## Texto citado:
****************************************

Por ser o maior acionista da Eletrobras e com a intenção de ampliar o poder de decisão da União na empresa privatizada em junho do ano passado, o Governo, por meio da Advocacia-Geral da União (AGU), ajuizou na sexta-feira (5/5) ação com pedido liminar requerendo ao Supremo Tribunal Federal (STF) a declaração parcial de inconstitucionalidade de dispositivos da Lei nº 14.182/2021 (Lei de Desestatização da Eletrobras). Em fevereiro passado, AGU iniciou estudos sobre operação que reduziu poder da União sobre empresa elétrica.
Também subscrita pelo presidente da República, Luiz Inácio Lula da Silva, a ação solicita à Corte que dê interpretação à norma para afastar a regra nela expressa, na parte relativa à União, que proíbe que acionista ou grupo de acionistas exerçam votos em número superior a dez por cento da quantidade de ações em que se dividir o capital votante da empresa. Esse entendimento valeria apenas no caso de acionistas com essa posição antes do processo de desestatização.
A vedação consta no artigo 3º, inciso III, alíneas “a” e “b” da Lei de Desestatização da Eletrobras. De acordo com os fundamentos da ação, a aplicação imediata desses dispositivos às ações detidas antes do processo de desestatização representam grave lesão ao patrimônio e ao interesse públicos. Isso porque a União, mesmo após a desestatização da companhia, ocorrida em 2022, embora continue a ser sua maior acionista, teve seus direitos políticos drasticamente reduzidos por medida “injustificável do ponto de vista jurídico-constitucional”.
Segundo informações constantes da ação, com a privatização da Eletrobras, houve uma operação de aumento de capital da empresa por meio de oferta pública de ações em bolsa de valores. A União manteve cerca de 43% das ações ordinárias (considerado o controle direto e outras formas de participação). No entanto, pela regra imposta pela Lei de Desestatização, teve seu poder de voto reduzido a menos de dez por cento do capital votante.
A regra, questionada pela AGU por meio da Ação Direta de Inconstitucionalidade (ADI), foi adotada originalmente com o objetivo de promover a “pulverização de ações” da empresa, impedindo que ela fosse controlada por grupos econômicos que a desviasse de suas finalidades de interesse social. No entanto, nas razões da ADI, a AGU argumenta que, em vez de cumprir o propósito para a qual foram instituídos, os dispositivos tiveram o efeito prático de desapropriar indiretamente os poderes políticos da União na companhia.
Em Londres, Lula anuncia que vai agir contra privatização da Eletrobras: “desmontar absurdos”

****************************************

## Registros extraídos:
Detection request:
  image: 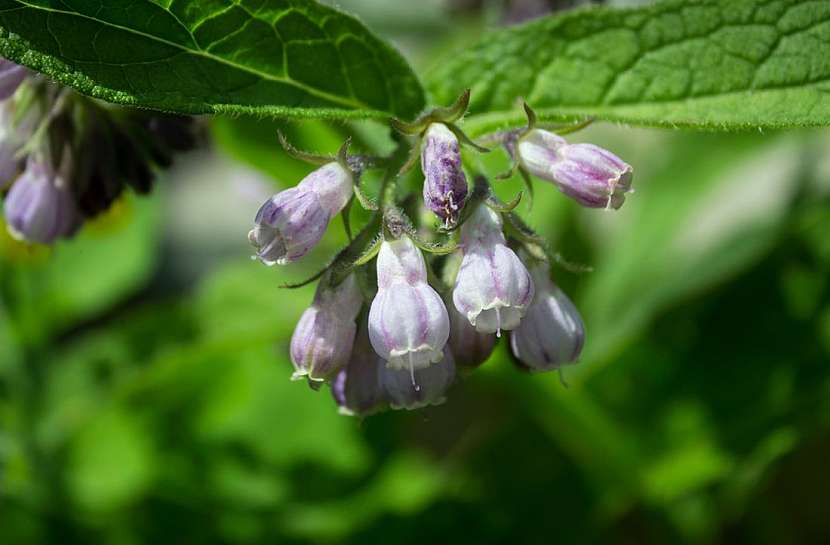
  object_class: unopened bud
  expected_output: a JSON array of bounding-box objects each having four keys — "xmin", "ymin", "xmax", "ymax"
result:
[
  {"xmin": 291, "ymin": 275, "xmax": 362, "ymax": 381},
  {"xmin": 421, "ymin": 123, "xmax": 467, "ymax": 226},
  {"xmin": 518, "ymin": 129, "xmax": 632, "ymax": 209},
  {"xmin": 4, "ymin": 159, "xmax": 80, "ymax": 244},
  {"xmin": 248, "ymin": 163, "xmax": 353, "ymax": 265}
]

****************************************

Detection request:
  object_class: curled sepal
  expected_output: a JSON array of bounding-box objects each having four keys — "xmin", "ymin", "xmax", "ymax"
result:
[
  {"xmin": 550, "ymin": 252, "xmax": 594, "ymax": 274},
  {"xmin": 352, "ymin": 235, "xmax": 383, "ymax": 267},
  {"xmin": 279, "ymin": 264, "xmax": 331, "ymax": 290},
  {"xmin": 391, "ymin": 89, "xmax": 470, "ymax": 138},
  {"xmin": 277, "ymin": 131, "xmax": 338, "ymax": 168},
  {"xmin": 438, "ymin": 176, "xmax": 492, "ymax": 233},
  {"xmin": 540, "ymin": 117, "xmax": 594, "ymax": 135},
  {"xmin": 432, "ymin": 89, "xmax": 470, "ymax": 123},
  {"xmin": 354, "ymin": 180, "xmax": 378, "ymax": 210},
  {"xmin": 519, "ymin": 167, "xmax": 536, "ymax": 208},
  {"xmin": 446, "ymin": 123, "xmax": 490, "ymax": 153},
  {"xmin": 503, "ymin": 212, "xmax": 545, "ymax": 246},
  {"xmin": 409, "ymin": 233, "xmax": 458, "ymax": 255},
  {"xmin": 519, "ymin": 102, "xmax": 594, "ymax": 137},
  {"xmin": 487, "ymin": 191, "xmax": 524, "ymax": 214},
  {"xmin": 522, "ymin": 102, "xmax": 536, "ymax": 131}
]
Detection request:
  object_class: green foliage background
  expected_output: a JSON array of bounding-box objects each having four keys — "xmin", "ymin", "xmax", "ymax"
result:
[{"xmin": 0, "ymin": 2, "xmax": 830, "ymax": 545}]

****************************************

## Tarefa 1:
De acordo com o texto citado, qual percentual das ações ordinárias da Eletrobras a União manteve?
## Tarefa 2:
Diga se cada afirmação concorda com o texto citado, respondendo sim ou não e citando as palavras decisivas do texto:
(a) A AGU levou a ação ao Supremo Tribunal Federal.
(b) A desestatização da Eletrobras ocorreu em 2021.
(c) A regra que limita os votos foi criada para promover a pulverização de ações da empresa.
## Tarefa 3:
Reescreva em forma de lista o parágrafo do texto citado que começa com "Segundo informações constantes da ação", mantendo seus fatos principais.

## Solução 1:
Cerca de 43% das ações ordinárias, considerados o controle direto e outras formas de participação.

## Solução 2:
(a) Sim: "ajuizou na sexta-feira (5/5) ação com pedido liminar requerendo ao Supremo Tribunal Federal (STF)".
(b) Não: "a desestatização da companhia, ocorrida em 2022".
(c) Sim: "foi adotada originalmente com o objetivo de promover a “pulverização de ações” da empresa".

## Solução 3:
- Com a privatização da Eletrobras, houve um aumento de capital por meio de oferta pública de ações em bolsa de valores.
- A União manteve cerca de 43% das ações ordinárias, considerados o controle direto e outras formas de participação.
- Pela regra da Lei de Desestatização, porém, o poder de voto da União foi reduzido a menos de dez por cento do capital votante.